* Given task
Rewrite every row below, swapping "Expect" for "Require" and leaving everything else untouched.

[Entries drawn from a collection]
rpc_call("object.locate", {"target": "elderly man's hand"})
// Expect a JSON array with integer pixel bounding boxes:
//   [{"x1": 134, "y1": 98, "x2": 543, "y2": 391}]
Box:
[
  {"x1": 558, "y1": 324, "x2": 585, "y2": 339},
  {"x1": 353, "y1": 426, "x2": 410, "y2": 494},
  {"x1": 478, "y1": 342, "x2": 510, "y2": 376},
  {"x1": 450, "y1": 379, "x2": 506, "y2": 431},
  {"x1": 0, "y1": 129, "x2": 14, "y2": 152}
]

* Response for this exercise
rpc_call("object.locate", {"target": "elderly man's hand"})
// Require a JSON array with integer pixel bounding boxes:
//   [{"x1": 134, "y1": 98, "x2": 543, "y2": 391}]
Box:
[
  {"x1": 558, "y1": 324, "x2": 585, "y2": 339},
  {"x1": 353, "y1": 426, "x2": 410, "y2": 494},
  {"x1": 478, "y1": 342, "x2": 510, "y2": 376},
  {"x1": 450, "y1": 379, "x2": 506, "y2": 431},
  {"x1": 0, "y1": 129, "x2": 14, "y2": 152}
]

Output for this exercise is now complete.